> **WHAT IS EXPECTED**
Rewrite the records below, putting "single point" in place of every "single dot" and keeping everything else the same.

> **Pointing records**
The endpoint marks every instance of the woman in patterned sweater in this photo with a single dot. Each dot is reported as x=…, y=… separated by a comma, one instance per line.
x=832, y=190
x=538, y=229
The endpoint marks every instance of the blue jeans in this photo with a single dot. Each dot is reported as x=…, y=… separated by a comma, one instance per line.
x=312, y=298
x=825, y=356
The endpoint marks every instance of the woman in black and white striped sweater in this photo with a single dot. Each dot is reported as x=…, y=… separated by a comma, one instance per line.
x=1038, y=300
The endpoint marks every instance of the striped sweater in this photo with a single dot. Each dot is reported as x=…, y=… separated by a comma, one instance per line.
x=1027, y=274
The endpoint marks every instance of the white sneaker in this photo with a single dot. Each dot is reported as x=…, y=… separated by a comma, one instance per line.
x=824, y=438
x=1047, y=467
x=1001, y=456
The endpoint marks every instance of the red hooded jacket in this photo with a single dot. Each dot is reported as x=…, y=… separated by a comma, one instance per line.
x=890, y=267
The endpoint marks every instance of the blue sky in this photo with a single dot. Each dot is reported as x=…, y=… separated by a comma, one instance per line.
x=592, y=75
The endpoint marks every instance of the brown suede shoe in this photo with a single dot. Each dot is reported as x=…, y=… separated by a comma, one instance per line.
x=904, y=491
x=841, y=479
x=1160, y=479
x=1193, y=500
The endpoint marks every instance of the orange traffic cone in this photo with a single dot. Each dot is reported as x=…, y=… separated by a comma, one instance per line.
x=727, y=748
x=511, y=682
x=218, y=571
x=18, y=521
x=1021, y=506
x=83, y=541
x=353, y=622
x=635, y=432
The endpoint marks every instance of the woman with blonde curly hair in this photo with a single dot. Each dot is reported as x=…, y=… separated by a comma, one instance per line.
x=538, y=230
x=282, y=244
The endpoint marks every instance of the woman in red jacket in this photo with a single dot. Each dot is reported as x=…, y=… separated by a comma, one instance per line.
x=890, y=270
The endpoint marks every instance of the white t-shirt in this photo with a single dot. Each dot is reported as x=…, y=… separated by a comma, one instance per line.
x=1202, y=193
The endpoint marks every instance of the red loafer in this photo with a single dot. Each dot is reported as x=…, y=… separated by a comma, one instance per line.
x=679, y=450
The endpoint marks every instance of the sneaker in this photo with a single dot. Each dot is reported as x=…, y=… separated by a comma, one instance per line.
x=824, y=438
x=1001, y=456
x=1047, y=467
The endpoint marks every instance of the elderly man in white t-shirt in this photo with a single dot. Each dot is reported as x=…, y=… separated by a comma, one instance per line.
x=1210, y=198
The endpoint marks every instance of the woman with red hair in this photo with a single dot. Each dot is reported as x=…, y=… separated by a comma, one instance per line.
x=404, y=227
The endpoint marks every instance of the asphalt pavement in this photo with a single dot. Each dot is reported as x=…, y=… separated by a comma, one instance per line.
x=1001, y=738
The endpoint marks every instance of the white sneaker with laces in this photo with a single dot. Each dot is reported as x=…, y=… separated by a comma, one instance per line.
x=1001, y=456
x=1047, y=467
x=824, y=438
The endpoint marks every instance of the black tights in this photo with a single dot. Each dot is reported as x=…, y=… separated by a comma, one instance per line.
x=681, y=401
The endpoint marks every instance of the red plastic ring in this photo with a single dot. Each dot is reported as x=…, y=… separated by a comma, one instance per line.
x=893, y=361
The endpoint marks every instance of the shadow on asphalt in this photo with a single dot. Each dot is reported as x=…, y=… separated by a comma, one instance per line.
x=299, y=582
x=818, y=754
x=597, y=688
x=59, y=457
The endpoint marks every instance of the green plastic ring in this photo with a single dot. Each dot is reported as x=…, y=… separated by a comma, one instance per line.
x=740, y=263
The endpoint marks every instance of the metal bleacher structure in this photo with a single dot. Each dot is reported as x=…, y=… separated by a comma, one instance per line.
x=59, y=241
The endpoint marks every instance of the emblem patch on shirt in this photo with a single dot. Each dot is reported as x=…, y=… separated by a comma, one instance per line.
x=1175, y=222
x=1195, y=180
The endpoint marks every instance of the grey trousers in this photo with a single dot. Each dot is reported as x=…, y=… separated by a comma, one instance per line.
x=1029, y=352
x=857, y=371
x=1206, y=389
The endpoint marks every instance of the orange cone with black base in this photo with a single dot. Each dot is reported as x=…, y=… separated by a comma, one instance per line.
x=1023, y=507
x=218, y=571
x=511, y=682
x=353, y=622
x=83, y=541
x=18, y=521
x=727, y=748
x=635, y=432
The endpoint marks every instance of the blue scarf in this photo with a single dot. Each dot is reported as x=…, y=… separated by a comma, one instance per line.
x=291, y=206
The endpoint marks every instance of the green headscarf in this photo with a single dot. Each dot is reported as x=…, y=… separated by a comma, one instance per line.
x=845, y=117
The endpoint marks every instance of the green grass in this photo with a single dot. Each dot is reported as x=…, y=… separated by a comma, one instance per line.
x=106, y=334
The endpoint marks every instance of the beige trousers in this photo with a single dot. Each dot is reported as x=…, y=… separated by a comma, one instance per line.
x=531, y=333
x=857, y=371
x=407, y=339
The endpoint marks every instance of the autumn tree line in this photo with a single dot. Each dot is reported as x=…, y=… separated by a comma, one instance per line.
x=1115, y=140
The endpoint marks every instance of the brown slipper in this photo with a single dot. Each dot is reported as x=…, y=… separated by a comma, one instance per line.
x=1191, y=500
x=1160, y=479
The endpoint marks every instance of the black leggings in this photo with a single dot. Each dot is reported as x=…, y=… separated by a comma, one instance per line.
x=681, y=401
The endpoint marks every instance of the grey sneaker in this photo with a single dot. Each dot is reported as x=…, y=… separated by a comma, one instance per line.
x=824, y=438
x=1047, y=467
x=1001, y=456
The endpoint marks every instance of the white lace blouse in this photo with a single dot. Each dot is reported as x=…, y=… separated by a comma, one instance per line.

> **ANSWER**
The endpoint marks every instance of the woman in patterned sweater in this photo with a single point. Each dot is reported as x=…, y=… separated by a comma, one instance per line.
x=832, y=190
x=538, y=229
The endpoint marks every instance of the blue jeans in this photo with a single point. Each dot is reported as x=…, y=… separated by a comma, one instance per line.
x=312, y=298
x=825, y=356
The endpoint marks every instance of the woman in black and white striped sweater in this photo with a single point. Each dot is reported as x=…, y=… separated by a comma, one instance per line.
x=1038, y=300
The endpoint marks every instance of the striped sweater in this photo with a single point. Each dot is reported as x=…, y=… separated by a comma, one instance per line.
x=1027, y=274
The endpoint marks every instance of the white sneaker in this photo with a single point. Each dot is reported as x=…, y=… separated by a comma, one instance per line.
x=824, y=438
x=1047, y=467
x=1001, y=456
The endpoint marks every instance of the red hooded jacket in this photo with a single point. Each dot is reported as x=…, y=… separated by a comma, one instance per line.
x=890, y=267
The endpoint marks every instance of the blue sky in this photo with a single point. Each dot is reported as x=…, y=… separated by a comma, one instance per line.
x=592, y=75
The endpoint marks every instance of the brown suede shoe in this photo with a single point. Each dot is reported as x=…, y=… separated by a comma, one instance per line.
x=904, y=491
x=841, y=479
x=1160, y=479
x=1193, y=500
The endpoint marks every instance of the orange traffic cone in this photo with a single point. Each dot is reported as x=…, y=… separated by a comma, one instance per line.
x=727, y=748
x=511, y=682
x=218, y=571
x=18, y=521
x=1021, y=506
x=83, y=541
x=353, y=622
x=635, y=432
The endpoint marks every instance of the woman with blonde curly hair in this photo with a single point. Each dot is reported as x=…, y=… separated by a comma, one instance per line.
x=538, y=230
x=282, y=244
The endpoint marks every instance of the woman in red jacket in this photo with a single point. Each dot is reported as x=…, y=… separated by a comma, one instance per line.
x=890, y=270
The endpoint marks every instance of the white t-shirt in this photo with a single point. Each dot is reported as x=…, y=… separated by a comma, one instance per line.
x=1202, y=193
The endpoint marks every instance of the red loafer in this photo with a single point. Each dot is reported as x=…, y=… separated by a comma, one instance per line.
x=679, y=450
The endpoint marks every instance of the sneaker in this photo with a single point. Each dot is reported as x=…, y=… separated by a comma, one instance per line.
x=824, y=438
x=1001, y=456
x=1047, y=467
The endpoint marks every instance of the elderly man in white t-shirt in this photo with a single point. Each dot is reported as x=…, y=… separated by a comma, one instance per line.
x=1210, y=198
The endpoint marks every instance of the woman with red hair in this photo with a single point. Each dot is reported as x=…, y=… separated by a comma, one instance per line.
x=404, y=227
The endpoint marks every instance of the asphalt pavement in this photo with a single point. Each dot is reported as x=…, y=… separated by a comma, one instance per line.
x=1001, y=738
The endpoint marks every instance of the white sneaker with laces in this photo with a single point. Each dot is reported as x=…, y=… separated by a comma, one instance per line.
x=1001, y=456
x=1047, y=467
x=824, y=438
The endpoint marks every instance of the black tights in this photo with a single point. Each dot is reported as x=…, y=… separated by a comma, one instance per line.
x=681, y=401
The endpoint marks every instance of the red plastic ring in this photo with a single point. Each dot is reported as x=…, y=… separated by a comma, one instance per line.
x=893, y=361
The endpoint marks every instance of the shadow on asphalt in this photo with a single point. Each dot is reported as x=…, y=… separated by a comma, one instance per line.
x=299, y=582
x=818, y=754
x=597, y=688
x=59, y=457
The endpoint marks every instance of the green plastic ring in this photo with a single point. Each dot is reported as x=…, y=… separated by a comma, one instance per line.
x=740, y=263
The endpoint marks every instance of the metal bleacher structure in this photo with a single point. Each dot is reported as x=…, y=… separated by a comma, one instance per line.
x=59, y=241
The endpoint marks every instance of the emblem patch on shirt in this photo with a single point. Each dot is reported as x=…, y=… separated by a comma, one instance per line.
x=1175, y=222
x=1195, y=180
The endpoint marks every instance of the grey trousers in this photo with a single point. Each dot is reported as x=…, y=… separated by a comma, one instance per line.
x=1029, y=352
x=857, y=371
x=1206, y=389
The endpoint marks every instance of the orange cone with black base in this photo with a single point. Each dot is reported as x=…, y=… separated by a comma, one instance per line.
x=1023, y=507
x=218, y=571
x=511, y=682
x=353, y=622
x=83, y=541
x=18, y=521
x=727, y=748
x=635, y=432
The endpoint marks every instance of the blue scarf in this photo with a single point. Each dot is reported as x=…, y=… separated by a comma, one instance per line.
x=291, y=206
The endpoint marks every instance of the green headscarf in this photo with a single point. Each dot is reported as x=…, y=… separated by a comma, one instance per line.
x=845, y=117
The endpoint marks every instance of the green grass in this photo with a single point. Each dot is reported as x=…, y=… separated by a comma, one instance per line.
x=106, y=334
The endpoint marks every instance of the beige trousers in this photo with a single point. Each dot is reported as x=…, y=… separated by a comma, one instance per line.
x=531, y=333
x=857, y=371
x=407, y=339
The endpoint marks every instance of the autumn tree line in this photo with a single point. Each dot is reported as x=…, y=… separated by a comma, one instance per line.
x=1115, y=140
The endpoint marks every instance of the brown slipper in this photo with a single point. Each dot is reported as x=…, y=… separated by a comma, one instance per line.
x=1191, y=500
x=1160, y=479
The endpoint marks every instance of the black leggings in this photo with a single point. Each dot is reported as x=…, y=… separated by a comma, one instance per line.
x=681, y=401
The endpoint marks every instance of the grey sneaker in this photo with a single point. Each dot is reported as x=…, y=… separated by a comma, one instance per line.
x=824, y=438
x=1047, y=467
x=1001, y=456
The endpoint marks every instance of the white lace blouse in this photo with a single point. Each dot is reported as x=…, y=… separated by a comma, one instance per line.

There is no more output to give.